> **Document section**
But then there's that rare breed--and you know them the first time you lay eyes on them, whether it's on stage or walking down the street--founded on brotherhood, its members inseparable from one another both in and out of the practice space, a band whose collective identity is greater than the sum of its individual personalities, a band whose music reflects a great collaboration, not only of musicians, but of best friends looking to make life a little more interesting and fun for one another.

Ladies and gentlemen of the press, meet The Lashes. You're going to love them.

The six handsome devils who comprise the band's menagerie are in each other's pockets 24 hours a day. They share living quarters (a hilariously cramped warren of tiny rooms in a North Seattle basement plastered with show flyers and guitar strings), cigarettes, drink tickets, day jobs, van space, food, and clothes more readily than most people share oxygen. Yet, for all this togetherness, The Lashes are remarkably together. Spend an hour or two in their company and you can't help noticing how infectious their camaraderie is. They seem frankly psyched to have one another's backs. Probably because they know how lucky they are.

Singer Ben, a born rock frontman who's as sweet as he is cocky, as smart as he is swaggering (Best. Interview. Ever.), has always been at the heart of the band. He founded The Lashes in February of 2000, shortly after moving to Seattle from the backwoods of Spokane, Washington--which is four hours and several cultural lifetimes away from the Emerald City. It took him a few years, however, to assemble the ideal line-up. To do so, he turned to friends from back home (Scotty and Nate) as well as the friends he was making in his new hometown (Eric, Jacob, and Mike). All these guys had grown up in small towns, from Wasilla, Alaska to Fremont, Nebraska, where being heavily into rock 'n' roll instantly made you a freak. Nonetheless, they all grew up fronting bands, collecting records, and living, breathing, talking, and playing music. The Lashes quickly became the repository of six lifetimes worth of rock dreams. But these things take time….

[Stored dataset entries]
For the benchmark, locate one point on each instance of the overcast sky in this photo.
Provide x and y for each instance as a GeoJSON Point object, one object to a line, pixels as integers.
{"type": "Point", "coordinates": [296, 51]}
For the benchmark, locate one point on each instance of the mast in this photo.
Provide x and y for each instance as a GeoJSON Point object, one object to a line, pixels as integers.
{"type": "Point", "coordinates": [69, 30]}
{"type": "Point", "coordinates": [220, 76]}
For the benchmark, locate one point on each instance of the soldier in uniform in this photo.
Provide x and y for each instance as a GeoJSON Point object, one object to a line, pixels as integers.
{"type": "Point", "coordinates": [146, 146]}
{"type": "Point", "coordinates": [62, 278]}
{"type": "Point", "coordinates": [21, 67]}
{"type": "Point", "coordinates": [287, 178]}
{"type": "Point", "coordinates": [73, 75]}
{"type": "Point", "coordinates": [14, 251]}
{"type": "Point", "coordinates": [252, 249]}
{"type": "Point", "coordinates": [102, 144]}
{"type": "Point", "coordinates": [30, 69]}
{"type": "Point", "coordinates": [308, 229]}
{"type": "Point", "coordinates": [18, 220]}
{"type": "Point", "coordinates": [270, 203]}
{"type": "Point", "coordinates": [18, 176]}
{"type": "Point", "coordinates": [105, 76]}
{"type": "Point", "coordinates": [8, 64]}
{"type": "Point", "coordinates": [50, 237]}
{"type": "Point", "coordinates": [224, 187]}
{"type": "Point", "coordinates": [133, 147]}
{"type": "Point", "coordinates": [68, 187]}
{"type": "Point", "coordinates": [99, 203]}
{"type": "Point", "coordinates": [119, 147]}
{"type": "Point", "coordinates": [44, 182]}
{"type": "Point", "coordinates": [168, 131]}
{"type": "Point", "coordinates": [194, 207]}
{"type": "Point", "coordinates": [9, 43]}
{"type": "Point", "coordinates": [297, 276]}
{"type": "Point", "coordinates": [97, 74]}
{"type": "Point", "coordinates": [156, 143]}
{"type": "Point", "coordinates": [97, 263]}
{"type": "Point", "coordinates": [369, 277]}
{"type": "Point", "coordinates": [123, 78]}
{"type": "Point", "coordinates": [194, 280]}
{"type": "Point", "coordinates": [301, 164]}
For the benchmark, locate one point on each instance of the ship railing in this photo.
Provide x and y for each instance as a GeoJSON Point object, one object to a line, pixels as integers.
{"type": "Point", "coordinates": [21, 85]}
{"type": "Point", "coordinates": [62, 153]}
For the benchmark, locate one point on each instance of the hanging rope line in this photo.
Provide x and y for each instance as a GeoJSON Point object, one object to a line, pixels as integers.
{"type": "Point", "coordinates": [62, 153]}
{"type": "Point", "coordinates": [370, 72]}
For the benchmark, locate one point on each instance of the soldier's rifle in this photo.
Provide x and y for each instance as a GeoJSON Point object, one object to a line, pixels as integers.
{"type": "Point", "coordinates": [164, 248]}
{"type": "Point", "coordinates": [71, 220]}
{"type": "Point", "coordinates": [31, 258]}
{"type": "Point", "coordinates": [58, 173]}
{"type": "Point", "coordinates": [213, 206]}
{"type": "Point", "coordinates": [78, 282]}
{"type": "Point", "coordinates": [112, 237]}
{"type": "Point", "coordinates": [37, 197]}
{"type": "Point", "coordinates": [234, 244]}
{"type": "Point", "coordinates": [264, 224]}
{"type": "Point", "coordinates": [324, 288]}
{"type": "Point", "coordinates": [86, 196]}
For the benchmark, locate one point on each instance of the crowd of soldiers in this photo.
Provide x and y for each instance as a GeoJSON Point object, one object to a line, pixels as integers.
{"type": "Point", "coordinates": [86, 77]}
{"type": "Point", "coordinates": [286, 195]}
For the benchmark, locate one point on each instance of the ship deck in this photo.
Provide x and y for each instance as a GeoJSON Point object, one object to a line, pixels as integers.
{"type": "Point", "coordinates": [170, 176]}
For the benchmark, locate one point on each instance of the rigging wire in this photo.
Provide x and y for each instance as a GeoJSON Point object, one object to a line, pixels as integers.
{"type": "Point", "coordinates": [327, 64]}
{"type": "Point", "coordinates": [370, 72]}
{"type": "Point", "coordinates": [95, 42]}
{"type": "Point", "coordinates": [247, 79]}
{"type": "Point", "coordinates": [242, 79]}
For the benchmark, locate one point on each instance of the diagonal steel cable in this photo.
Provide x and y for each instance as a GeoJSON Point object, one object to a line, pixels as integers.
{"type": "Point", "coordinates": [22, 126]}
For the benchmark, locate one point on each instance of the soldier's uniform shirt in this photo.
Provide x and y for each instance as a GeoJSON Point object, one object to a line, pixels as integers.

> **Required action 1**
From the profile of The Lashes, extract the stretch from "The six handsome" through "lucky they are.".
> **Required action 2**
According to the profile of The Lashes, in what month and year did Ben found the band?

> **Exercise result 1**
The six handsome devils who comprise the band's menagerie are in each other's pockets 24 hours a day. They share living quarters (a hilariously cramped warren of tiny rooms in a North Seattle basement plastered with show flyers and guitar strings), cigarettes, drink tickets, day jobs, van space, food, and clothes more readily than most people share oxygen. Yet, for all this togetherness, The Lashes are remarkably together. Spend an hour or two in their company and you can't help noticing how infectious their camaraderie is. They seem frankly psyched to have one another's backs. Probably because they know how lucky they are.

> **Exercise result 2**
February of 2000.